The term “substituted” refers to the replacement of one or more hydrogen radicals in a given structure with the radical of a specified substituent including, but not limited to: halo, alkyl, alkenyl, alkynyl, aryl, heterocyclyl, thiol, alkylthio, arylthio, alkylthioalkyl, arylthioalkyl, alkyl sulfonyl, alkylsulfonylalkyl, arylsulfonylalkyl, alkoxy, aryloxy, aralkoxy, aminocarbonyl, alkylaminocarbonyl, arylaminocarbonyl, alkoxycarbonyl, aryloxycarbonyl, haloalkyl, amino, trifluoromethyl, cyano, nitro, alkylamino, arylamino, alkylaminoalkyl, arylaminoalkyl, aminoalkylamino, hydroxy, alkoxyalkyl, carboxyalkyl, alkoxycarbonylalkyl, aminocarbonylalkyl, acyl, aralkoxycarbonyl, carboxylic acid, sulfonic acid, sulfonyl, phosphonic acid, aryl, heteroaryl, heterocyclic, and aliphatic. It is understood that the substituent may be further substituted.
For simplicity, chemical moieties that are defined and referred to throughout can be univalent chemical moieties (e.g., alkyl, aryl, etc.) or multivalent moieties under the appropriate structural circumstances clear to those skilled in the art. For example, an “alkyl” moiety can be referred to a monovalent radical (e.g. CH3—CH2—), or in other instances, a bivalent linking moiety can be “alkyl,” in which case those skilled in the art will understand the alkyl to be a divalent radical (e.g., —CH2—CH2—), which is equivalent to the term “alkylene.” Similarly, in circumstances in which divalent moieties are required and are stated as being “alkoxy”, “alkylamino”, “aryloxy”, “alkylthio”, “aryl”, “heteroaryl”, “heterocyclic”, “alkyl” “alkenyl”, “alkynyl”, “aliphatic”, or “cycloalkyl”, those skilled in the art will understand that the terms alkoxy”, “alkylamino”, “aryloxy”, “alkylthio”, “aryl”, “heteroaryl”, “heterocyclic”, “alkyl”, “alkenyl”, “alkynyl”, “aliphatic”, or “cycloalkyl” refer to the corresponding divalent moiety.
The terms “halogen” or “halo” as used herein, refers to an atom selected from fluorine, chlorine, bromine and iodine.
The terms “compound” “drug”, and “prodrug” as used herein all include pharmaceutically acceptable salts, co-crystals, solvates, hydrates, polymorphs, enantiomers, diastereoisomers, racemates and the like of the compounds, drugs and prodrugs having the formulas as set forth herein.
Substituents indicated as attached through variable points of attachments can be attached to any available position on the ring structure.
As used herein, the term “effective amount of the subject compounds,” with respect to the subject method of treatment, refers to an amount of the subject compound which, when delivered as part of desired dose regimen, brings about management of the disease or disorder to clinically acceptable standards.
“Treatment” or “treating” refers to an approach for obtaining beneficial or desired clinical results in a patient. For purposes of this invention, beneficial or desired clinical results include, but are not limited to, one or more of the following: alleviation of symptoms, diminishment of extent of a disease, stabilization (i.e., not worsening) of a state of disease, preventing spread (i.e., metastasis) of disease, preventing occurrence or recurrence of disease, delay or slowing of disease progression, amelioration of the disease state, and remission (whether partial or total).

→ Extracted information:
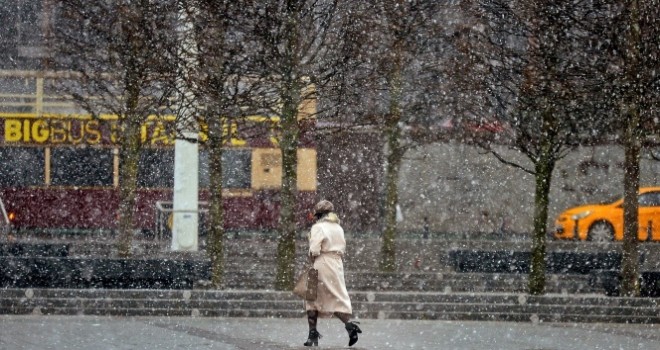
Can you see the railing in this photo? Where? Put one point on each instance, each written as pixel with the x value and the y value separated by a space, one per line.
pixel 164 211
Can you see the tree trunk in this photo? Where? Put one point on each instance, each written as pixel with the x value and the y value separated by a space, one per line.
pixel 216 214
pixel 129 157
pixel 629 260
pixel 394 159
pixel 286 247
pixel 632 144
pixel 543 175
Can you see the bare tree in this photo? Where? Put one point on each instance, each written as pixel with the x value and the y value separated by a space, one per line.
pixel 400 88
pixel 220 90
pixel 296 50
pixel 535 76
pixel 635 85
pixel 120 53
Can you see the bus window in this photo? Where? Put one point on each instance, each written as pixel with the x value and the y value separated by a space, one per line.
pixel 156 169
pixel 85 167
pixel 21 166
pixel 236 169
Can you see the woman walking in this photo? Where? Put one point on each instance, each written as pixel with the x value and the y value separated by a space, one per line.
pixel 326 248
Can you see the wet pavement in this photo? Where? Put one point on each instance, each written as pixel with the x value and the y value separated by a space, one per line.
pixel 36 332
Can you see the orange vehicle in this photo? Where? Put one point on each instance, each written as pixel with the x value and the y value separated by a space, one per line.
pixel 604 222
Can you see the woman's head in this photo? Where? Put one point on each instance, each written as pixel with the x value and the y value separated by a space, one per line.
pixel 322 208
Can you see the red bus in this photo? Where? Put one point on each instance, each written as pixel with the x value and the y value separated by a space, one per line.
pixel 60 172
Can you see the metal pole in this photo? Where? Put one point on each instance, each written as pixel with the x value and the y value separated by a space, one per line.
pixel 186 152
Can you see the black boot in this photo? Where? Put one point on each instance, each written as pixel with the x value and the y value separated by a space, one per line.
pixel 352 330
pixel 313 338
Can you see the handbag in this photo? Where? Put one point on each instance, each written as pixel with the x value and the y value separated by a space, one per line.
pixel 307 284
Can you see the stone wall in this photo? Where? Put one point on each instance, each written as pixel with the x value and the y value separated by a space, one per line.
pixel 461 188
pixel 464 189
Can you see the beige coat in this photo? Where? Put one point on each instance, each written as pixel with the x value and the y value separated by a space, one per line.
pixel 327 245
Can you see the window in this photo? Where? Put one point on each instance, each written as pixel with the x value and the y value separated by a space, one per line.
pixel 236 169
pixel 21 166
pixel 156 169
pixel 81 166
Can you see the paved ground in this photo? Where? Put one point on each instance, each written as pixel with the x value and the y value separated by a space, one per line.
pixel 113 333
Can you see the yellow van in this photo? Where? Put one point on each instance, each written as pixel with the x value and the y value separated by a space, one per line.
pixel 604 222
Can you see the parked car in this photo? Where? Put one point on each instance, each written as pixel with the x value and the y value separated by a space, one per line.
pixel 604 222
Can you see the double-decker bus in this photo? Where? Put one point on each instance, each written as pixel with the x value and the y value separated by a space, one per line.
pixel 61 172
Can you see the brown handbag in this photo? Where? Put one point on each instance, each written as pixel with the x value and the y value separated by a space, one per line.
pixel 307 284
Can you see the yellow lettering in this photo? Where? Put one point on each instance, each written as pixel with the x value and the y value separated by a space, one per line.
pixel 40 131
pixel 114 131
pixel 26 131
pixel 159 135
pixel 58 131
pixel 81 131
pixel 93 132
pixel 144 132
pixel 13 130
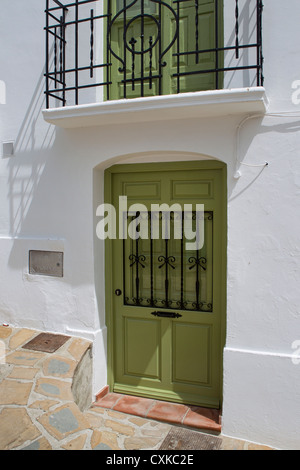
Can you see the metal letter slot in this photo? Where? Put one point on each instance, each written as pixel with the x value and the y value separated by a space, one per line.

→ What to work on:
**a)** In the passage defining chemical and treatment terms, which atoms does "halogen" or "halo" refer to?
**b)** Extend the passage defining chemical and treatment terms with new text that follows on from its final sentence.

→ Answers given:
**a)** Fluorine, chlorine, bromine and iodine.

**b)**
The term “labile” as used herein refers to the capacity of the prodrug of the invention to undergo enzymatic and/or chemical cleavage in vivo thereby forming the parent parent drug. As used herein the term “prodrug” means a compounds as disclosed herein which is a labile derivative compound of a heteroaromatic NH-containing parent drug which when administered to a patient in vivo becomes cleaved by chemical and/or enzymatic hydrolysis thereby forming the parent drug such that a sufficient amount of the compound intended to be delivered to the patient is available for its intended therapeutic use in a sustained release manner.
The pharmaceutical compositions of the present invention comprise a therapeutically effective amount of a compound of the present invention formulated together with one or more pharmaceutically acceptable carriers or excipients.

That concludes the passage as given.